■ **DESCRIPTION OF THE TASK**
Print the listing below exactly.

==============================

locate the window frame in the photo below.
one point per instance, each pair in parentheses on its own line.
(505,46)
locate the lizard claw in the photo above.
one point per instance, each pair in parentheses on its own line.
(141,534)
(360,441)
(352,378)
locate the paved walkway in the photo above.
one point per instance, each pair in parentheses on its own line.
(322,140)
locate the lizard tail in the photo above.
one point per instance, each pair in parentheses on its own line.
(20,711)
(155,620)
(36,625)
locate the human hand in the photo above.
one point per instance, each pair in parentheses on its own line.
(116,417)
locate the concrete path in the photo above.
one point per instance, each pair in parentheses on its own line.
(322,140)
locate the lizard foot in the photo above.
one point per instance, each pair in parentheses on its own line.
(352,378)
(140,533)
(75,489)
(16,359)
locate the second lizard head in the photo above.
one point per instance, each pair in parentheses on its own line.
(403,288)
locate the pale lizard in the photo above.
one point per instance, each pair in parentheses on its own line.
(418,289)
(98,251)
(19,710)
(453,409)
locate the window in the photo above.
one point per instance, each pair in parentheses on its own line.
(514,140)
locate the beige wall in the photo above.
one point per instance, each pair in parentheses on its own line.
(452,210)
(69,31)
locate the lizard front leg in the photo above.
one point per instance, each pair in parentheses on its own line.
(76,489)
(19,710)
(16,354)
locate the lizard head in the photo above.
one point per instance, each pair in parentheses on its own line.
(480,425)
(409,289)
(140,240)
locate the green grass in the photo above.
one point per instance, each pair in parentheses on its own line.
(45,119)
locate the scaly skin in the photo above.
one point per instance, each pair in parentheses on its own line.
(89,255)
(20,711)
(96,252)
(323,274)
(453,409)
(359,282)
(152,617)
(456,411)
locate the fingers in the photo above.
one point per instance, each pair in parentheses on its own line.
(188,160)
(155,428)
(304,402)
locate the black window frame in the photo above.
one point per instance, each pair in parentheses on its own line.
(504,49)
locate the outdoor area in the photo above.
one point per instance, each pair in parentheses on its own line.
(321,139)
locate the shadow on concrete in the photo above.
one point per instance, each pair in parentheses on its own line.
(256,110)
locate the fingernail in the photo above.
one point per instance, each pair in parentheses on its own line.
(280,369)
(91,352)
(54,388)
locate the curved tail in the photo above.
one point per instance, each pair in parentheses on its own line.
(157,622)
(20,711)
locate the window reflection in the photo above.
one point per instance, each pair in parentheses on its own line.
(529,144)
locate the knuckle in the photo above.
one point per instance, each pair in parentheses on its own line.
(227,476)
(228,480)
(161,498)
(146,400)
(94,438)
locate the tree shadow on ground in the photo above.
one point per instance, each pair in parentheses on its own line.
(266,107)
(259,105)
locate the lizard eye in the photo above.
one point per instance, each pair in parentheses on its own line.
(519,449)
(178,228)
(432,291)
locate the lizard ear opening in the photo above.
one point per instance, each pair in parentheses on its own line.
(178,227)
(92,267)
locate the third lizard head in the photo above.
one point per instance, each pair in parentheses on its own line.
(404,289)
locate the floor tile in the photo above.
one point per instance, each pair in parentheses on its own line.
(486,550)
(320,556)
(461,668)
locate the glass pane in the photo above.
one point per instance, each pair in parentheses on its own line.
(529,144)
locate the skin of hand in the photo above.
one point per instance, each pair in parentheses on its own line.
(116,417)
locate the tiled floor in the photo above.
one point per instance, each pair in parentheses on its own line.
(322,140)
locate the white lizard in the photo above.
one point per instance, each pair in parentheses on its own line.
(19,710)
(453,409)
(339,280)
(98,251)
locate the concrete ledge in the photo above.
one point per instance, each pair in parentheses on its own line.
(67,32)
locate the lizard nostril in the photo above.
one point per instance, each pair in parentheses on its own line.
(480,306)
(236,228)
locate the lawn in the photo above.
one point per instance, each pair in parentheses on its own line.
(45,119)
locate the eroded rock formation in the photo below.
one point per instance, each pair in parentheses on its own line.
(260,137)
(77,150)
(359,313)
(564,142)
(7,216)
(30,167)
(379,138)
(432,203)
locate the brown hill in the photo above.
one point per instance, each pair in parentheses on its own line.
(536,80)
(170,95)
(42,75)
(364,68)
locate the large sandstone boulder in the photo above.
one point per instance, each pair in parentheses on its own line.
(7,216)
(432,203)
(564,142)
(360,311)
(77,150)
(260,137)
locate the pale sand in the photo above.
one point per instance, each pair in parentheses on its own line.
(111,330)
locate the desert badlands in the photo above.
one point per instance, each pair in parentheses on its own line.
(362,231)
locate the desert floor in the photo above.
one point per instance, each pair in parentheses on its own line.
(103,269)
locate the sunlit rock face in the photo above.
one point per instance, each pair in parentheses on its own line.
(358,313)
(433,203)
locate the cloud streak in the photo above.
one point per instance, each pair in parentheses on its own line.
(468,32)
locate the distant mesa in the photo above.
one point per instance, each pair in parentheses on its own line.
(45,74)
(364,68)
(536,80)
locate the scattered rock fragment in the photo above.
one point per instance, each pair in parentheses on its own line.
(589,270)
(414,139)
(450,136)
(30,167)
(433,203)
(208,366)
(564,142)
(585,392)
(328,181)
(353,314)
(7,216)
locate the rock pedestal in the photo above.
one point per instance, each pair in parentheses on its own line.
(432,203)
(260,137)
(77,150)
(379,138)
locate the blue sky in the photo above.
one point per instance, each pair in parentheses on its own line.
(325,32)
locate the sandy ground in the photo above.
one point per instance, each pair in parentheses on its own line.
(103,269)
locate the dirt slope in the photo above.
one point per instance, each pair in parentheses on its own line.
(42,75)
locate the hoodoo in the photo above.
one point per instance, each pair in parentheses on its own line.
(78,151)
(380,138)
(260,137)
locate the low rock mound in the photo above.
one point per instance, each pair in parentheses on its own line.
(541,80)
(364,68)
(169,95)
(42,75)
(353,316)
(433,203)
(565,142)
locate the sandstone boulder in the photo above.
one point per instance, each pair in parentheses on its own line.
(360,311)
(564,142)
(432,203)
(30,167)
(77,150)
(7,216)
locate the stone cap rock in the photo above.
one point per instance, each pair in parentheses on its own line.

==============================

■ **WRITTEN SOLUTION**
locate the window frame in the photo below.
one point per instance, each pair in parentheses on its own line.
(505,46)
locate the lizard claw in the photo above.
one point per instance, each pair in parentheses on its own line.
(141,534)
(360,441)
(352,378)
locate the paved walkway in the photo above.
one point per instance, each pair in parentheses on its own line.
(322,140)
locate the lizard tail in the photo above.
one point per instance, each pair in parentheses on its own line.
(20,711)
(155,620)
(36,625)
locate the human hand in the photo above.
one point per instance, each pair in parentheses on its own line.
(116,417)
locate the concrete path in the photo above.
one point per instance, each pair in parentheses on its own line.
(322,140)
locate the lizard foot in the photo above.
one point per instance, each pair in parentheses on its own line.
(352,378)
(140,533)
(75,489)
(16,359)
locate the second lizard head in the photo above.
one point per instance, each pair in parentheses on its own line.
(403,288)
locate the pale lizard in the photo above.
one point per instance, each pair in parentheses on its own line.
(418,289)
(98,251)
(19,710)
(453,409)
locate the window in the photo above.
one point per instance, each pair in parentheses on its own line.
(514,140)
locate the beige wall in the photo above.
one point per instance, each pair in parentheses on its own line.
(452,210)
(69,31)
locate the lizard front leg in the photo above.
one point per instance, each pair in parentheses on its own line.
(76,489)
(19,710)
(16,354)
locate the lizard head in the photo above.
one point per instance, each pair in parentheses on its own line.
(480,425)
(409,289)
(140,240)
locate the green grass in the photo above.
one point per instance, each pair in parentheses on its own line.
(45,119)
locate the scaly skin in the photo above.
one point per instance, each pair in parentheses on its own line.
(89,255)
(20,711)
(96,252)
(323,274)
(453,409)
(359,282)
(152,617)
(456,411)
locate the fingers in the photo above.
one point per instance, each pair in parentheses on its own line.
(188,160)
(155,428)
(304,402)
locate the black window frame in the photo above.
one point per instance, each pair in parentheses on its own line.
(504,49)
locate the outdoor area in the photo above.
one point per instance, each pair in parentheses on its own line.
(321,139)
locate the shadow on concrete in the photo above.
one point per instance, each pair in parentheses on its own line.
(256,110)
locate the fingernail in the photo above.
one point per instance, each pair in parentheses on its own line.
(280,369)
(91,352)
(54,388)
locate the curved tail in the photo above.
one point per instance, each pair in parentheses on its own line.
(157,622)
(20,711)
locate the window reflection in the photo above.
one point per instance, each pair in parentheses on its own line.
(529,144)
locate the knuckle in the photo above.
one point per instance, each pair in parentheses on its own line.
(227,476)
(228,480)
(161,498)
(146,400)
(94,438)
locate the tree shadow on ground in the photo above.
one point per instance, each pair in parentheses on its own line.
(266,107)
(259,105)
locate the lizard eye in the photo above.
one point per instance, each pair in parentheses on its own line.
(519,449)
(178,228)
(432,291)
locate the lizard ear opening in the photo above.
one point per instance, each pair in parentheses on its own line.
(178,227)
(92,267)
locate the third lizard head in the photo above.
one point per instance, each pair in parentheses on its own line.
(404,289)
locate the floor tile in the photo above.
one point per instance, each pair in parentheses on its own line.
(486,550)
(320,556)
(461,668)
locate the glass pane in the photo above.
one point per instance, each pair in parentheses on its own line.
(529,144)
locate the skin of hand in the photo above.
one point per instance, each pair in parentheses on its own line.
(116,417)
locate the tiled floor in the photo above.
one point per instance, each pair in parentheses on its own line.
(322,140)
locate the white lizard in the photo above.
one point per instance, each pair in parentheses on its own line.
(19,710)
(453,409)
(339,280)
(98,251)
locate the concrete ledge in the photo above.
one point per instance, each pair in parentheses on its own line.
(67,32)
locate the lizard nostril in the photo above.
one point per instance, each pair in parentheses on its own line.
(480,306)
(236,228)
locate the lawn in the photo above.
one point per instance, each pair in parentheses on its own line.
(45,119)
locate the eroded rock formation in the photo below.
one point per instance, each pair in parentheses on its own line.
(260,137)
(77,150)
(359,313)
(564,142)
(7,216)
(30,167)
(379,138)
(432,203)
locate the brown hill in the photo above.
one point per instance, each pair in parentheses on its own line.
(536,80)
(170,95)
(42,75)
(364,68)
locate the large sandstone boulder in the photo above.
one point per instance, each pair in parentheses on its own line.
(7,216)
(432,203)
(564,142)
(360,311)
(77,150)
(260,137)
locate the pale sand in the photo above.
one point per instance, each pair in parentheses on its own line.
(111,330)
locate the desert badlands in the photo above.
one point per instance, each pair in parentheses on its own line.
(362,231)
locate the desert floor in the photo above.
one point per instance, each pair in parentheses on its own line.
(103,269)
locate the sunlit rock face in the photo above.
one point per instance, each pair in parentheses on its own line.
(358,313)
(433,203)
locate the cloud streak in the photo above.
one point per instance, each pair in parentheses on its own line.
(468,32)
locate the distant mesa in the photo above.
one point per instance, each pair in parentheses on its own line.
(45,74)
(364,68)
(536,80)
locate the scattered rock fragment in the photo above.
one point per instance, each pair in parentheses on its own line.
(589,270)
(414,139)
(450,136)
(30,167)
(433,203)
(208,366)
(564,142)
(585,392)
(328,181)
(353,314)
(7,216)
locate the rock pedestal in the photo above.
one point per instance, each pair in parentheses on its own line.
(432,203)
(260,137)
(77,150)
(379,138)
locate the blue sky in the photo above.
one point per instance, each pair in parentheses on its own line.
(325,32)
locate the sandy ground in the photo above.
one point per instance, each pair in parentheses on its own line.
(103,269)
locate the dirt slope in the photo above.
one point per instance, each pair in parentheses on its own line.
(42,75)
locate the hoodoo in the photo above.
one point per instance, each pair in parentheses on its own line.
(78,151)
(380,138)
(260,137)
locate the low rock mound in the photo above.
one point per instance, each pair in parentheses on its own line.
(541,80)
(364,68)
(169,95)
(42,75)
(353,316)
(433,203)
(565,142)
locate the sandstone boulder in the photo above.
one point per instance, each pair in parentheses on its own line.
(360,311)
(564,142)
(432,203)
(30,167)
(77,150)
(7,216)
locate the stone cap rock in the photo above.
one point per instance, each pair in parentheses on its own line.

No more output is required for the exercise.